DATASET ENTRIES –
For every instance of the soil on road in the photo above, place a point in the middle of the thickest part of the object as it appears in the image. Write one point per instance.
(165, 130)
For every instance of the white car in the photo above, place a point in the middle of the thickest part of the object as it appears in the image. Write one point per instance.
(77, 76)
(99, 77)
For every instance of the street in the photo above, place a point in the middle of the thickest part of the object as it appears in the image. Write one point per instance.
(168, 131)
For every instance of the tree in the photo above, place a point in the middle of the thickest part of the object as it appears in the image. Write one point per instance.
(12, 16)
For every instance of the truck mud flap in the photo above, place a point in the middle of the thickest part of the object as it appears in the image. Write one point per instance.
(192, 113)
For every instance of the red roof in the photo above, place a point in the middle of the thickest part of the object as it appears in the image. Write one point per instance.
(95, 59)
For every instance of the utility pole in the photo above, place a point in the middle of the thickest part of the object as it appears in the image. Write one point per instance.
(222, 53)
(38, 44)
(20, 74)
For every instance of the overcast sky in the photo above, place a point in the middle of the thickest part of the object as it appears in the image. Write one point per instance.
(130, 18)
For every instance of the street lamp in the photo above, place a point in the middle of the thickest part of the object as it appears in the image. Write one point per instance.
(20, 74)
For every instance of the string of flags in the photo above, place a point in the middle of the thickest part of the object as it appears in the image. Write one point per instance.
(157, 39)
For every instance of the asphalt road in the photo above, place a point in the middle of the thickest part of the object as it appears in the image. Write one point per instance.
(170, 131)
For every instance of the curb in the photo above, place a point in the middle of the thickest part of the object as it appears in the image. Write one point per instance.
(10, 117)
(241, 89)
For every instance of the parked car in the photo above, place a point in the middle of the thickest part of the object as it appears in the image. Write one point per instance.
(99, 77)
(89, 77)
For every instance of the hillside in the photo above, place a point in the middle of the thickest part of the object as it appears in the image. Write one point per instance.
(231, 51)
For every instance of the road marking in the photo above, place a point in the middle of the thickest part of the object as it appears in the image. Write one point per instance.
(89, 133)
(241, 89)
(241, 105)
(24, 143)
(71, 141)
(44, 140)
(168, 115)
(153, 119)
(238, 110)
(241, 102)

TASK TO CARRY OUT – Return the line that contains "For every instance of the utility" along with every line after it through the end of the entries, exactly, adding nothing.

REPLY TO THE TASK –
For every instance of the utility pole in the photo above, place a point in the middle of the thickest part of the object as it appears in the image. Write one point per instance.
(222, 53)
(38, 44)
(20, 74)
For every instance of the overcast sky in the photo above, place a point in the middle of the thickest part of the object as it appears in the image. Write one point per instance.
(130, 18)
For every instance of the street lamp in the photo above, place a point in the middle of the thickest part of the object as it appears in the image. Write one point per instance.
(20, 74)
For every instance of the string of flags in the photo above, place a point in the middle of the thickest part of the object as it appears in the image. Write one point per instance.
(157, 39)
For every instance of the asphalt road in the photo above, place a point in the middle of the thickest part of the object as it appears in the image. Write one point per instance.
(170, 131)
For every instance of the curb in the photo above, place a point in the middle of the thickest part of the object as it appears in the image. Write one point per instance.
(10, 117)
(241, 89)
For every instance of the parked car in the photo above, place a point in the middle of the thickest part of the object as it appears in the image. Write one point per instance.
(99, 77)
(89, 77)
For every instance of the hillside in the photo above, place a point in the middle of the thickest part of the object as it appears in the image. Write one point per instance.
(231, 51)
For every instance of the road marking in the photo above, place a point in the middle of the thickest part of the object as it appears in the image. Write one point per instance.
(89, 133)
(241, 89)
(241, 105)
(24, 143)
(71, 141)
(44, 140)
(168, 115)
(153, 119)
(238, 110)
(241, 102)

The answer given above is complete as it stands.